EXTRACTED ENTRIES:
— begin —

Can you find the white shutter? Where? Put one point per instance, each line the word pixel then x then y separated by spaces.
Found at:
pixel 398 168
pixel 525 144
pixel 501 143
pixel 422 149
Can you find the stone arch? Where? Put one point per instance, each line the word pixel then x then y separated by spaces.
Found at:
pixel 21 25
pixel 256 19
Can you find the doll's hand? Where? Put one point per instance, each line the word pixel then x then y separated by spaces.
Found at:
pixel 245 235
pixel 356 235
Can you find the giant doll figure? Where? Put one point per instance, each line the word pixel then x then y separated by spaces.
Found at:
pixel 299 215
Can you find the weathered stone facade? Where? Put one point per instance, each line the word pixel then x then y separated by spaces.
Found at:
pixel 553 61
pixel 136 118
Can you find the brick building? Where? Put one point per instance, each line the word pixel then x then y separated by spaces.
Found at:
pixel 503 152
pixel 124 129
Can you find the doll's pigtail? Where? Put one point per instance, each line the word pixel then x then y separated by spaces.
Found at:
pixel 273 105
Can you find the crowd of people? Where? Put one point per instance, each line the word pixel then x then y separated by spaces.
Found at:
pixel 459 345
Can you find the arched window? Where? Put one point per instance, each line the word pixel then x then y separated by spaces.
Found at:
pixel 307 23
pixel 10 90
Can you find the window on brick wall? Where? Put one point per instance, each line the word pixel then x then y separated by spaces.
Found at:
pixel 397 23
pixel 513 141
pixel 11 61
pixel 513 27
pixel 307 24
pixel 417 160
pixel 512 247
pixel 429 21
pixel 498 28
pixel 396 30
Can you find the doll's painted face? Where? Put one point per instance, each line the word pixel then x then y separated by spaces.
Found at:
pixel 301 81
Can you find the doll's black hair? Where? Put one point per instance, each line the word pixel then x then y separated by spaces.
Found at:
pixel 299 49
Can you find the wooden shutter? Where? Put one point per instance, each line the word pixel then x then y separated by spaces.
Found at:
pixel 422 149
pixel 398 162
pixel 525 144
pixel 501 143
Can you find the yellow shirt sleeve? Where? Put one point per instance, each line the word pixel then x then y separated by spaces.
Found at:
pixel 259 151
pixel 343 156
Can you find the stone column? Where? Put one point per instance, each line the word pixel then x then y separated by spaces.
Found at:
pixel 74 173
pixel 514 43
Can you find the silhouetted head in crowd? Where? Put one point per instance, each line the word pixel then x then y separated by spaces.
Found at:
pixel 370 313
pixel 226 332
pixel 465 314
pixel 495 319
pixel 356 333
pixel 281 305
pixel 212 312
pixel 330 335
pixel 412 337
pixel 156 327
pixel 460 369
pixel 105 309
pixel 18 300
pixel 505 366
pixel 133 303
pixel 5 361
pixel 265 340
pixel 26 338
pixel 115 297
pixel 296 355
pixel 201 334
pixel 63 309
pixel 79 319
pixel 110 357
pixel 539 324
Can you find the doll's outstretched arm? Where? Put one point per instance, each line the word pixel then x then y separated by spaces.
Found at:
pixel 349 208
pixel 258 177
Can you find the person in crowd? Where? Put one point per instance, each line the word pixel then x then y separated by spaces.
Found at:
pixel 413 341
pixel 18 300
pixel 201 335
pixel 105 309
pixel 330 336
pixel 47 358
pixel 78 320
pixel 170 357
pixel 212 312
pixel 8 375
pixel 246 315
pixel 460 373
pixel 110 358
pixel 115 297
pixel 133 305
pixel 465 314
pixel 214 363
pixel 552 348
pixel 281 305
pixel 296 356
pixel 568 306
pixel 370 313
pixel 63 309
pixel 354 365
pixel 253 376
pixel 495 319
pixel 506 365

— end —

Please revise the material from the line containing "Can you find the doll's pigtail?" down to the line containing "pixel 459 345", changing "pigtail" to "braid" and leaving everything else in those lines as it is. Return only those lines.

RESULT BELOW:
Can you find the doll's braid? Where? Put one point per instance, each line the word pixel then x then y separated by spaces.
Found at:
pixel 273 105
Can you find the crowd of people? Where? Put one point per instance, each line the word pixel then x then y separated by spaces.
Found at:
pixel 459 345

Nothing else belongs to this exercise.